## Supplied text
In early March, a one year-old boy living in a shelter in Chicago was diagnosed with measles. Since measles is a highly contagious virus, more than 2000 shelter residents, many without confirmed histories of measles vaccination, were considered to be exposed. Over the next 3 days, the Chicago Department of Public Health (CDPH) swung into action, vaccinating 882 residents and confirming previous vaccination status in several hundred more, resulting in an estimated measles, mumps, and rubella (MMR) vaccine coverage of 93%. Nonetheless, in the next two months, 57 more cases of measles had been diagnosed among people residing in or having contact with residents of the shelter. A dynamic disease simulation model from the Centers for Disease Control and Prevention (CDC) estimated that in the absence of mass vaccination and case finding by CDPH, there was a 69% probability that this single infection would have led to more than 100 new measles cases.
The outlook for measles in the next decade in the U.S. is mixed, at best. Driven by the COVID-19 pandemic, vaccine skepticism and anti-vaccine sentiment has led to increases in religious and philosophical exemptions, causing the national kindergarten vaccination rate to fall to 93% in 2021-2022. Each percentage point decline increases the risk of a measles outbreak, as illustrated by the CDC's National Center for Immunization and Respiratory Diseases, with 93% MMR vaccination coverage associated with a 36% risk that a single infectious child could create an outbreak at a school with 100 children.
Unfortunately, decreasing childhood vaccination rates were not the only negative effect of the pandemic. The compelling PBS mini-series "The Invisible Shield" juxtaposes the historical successes of public health officials in controlling diseases and saving lives with the angry and occasionally violent pushback they received for ordering business closures and masking mandates to slow the spread of COVID-19. A recent Health Affairs article documented 112 judicial decisions from 2020-2023 that constrained public health's legal powers. As a result, the health commissioner for Columbus, Ohio was unable to close a daycare center where a measles case was reported in 2021, and a county in Michigan came close to shutting down the entire county health department over a dispute about masks.

## Work to be completed
According to the passage on measles, how many shelter residents did the Chicago Department of Public Health vaccinate over the three days after the diagnosis?

## Input data
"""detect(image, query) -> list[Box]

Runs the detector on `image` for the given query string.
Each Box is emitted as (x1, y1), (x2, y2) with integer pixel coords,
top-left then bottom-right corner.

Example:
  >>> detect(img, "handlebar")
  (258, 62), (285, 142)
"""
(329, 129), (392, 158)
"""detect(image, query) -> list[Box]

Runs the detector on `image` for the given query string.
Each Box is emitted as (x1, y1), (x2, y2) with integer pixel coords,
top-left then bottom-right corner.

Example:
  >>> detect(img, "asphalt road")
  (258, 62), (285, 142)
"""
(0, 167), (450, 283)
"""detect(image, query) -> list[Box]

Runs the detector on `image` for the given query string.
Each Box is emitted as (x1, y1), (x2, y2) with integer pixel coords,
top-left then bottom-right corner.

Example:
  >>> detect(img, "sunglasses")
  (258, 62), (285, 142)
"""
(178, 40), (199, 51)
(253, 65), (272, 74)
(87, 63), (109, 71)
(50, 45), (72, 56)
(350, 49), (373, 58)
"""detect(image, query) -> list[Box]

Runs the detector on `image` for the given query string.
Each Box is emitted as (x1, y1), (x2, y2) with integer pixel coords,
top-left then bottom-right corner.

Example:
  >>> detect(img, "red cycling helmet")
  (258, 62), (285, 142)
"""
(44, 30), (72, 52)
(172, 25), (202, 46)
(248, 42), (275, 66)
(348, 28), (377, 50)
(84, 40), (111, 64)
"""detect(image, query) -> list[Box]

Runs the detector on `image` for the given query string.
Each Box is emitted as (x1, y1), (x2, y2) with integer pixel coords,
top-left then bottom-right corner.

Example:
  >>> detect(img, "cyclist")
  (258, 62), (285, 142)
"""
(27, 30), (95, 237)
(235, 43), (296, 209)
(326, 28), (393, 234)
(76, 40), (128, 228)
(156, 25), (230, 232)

## Expected answer
882 residents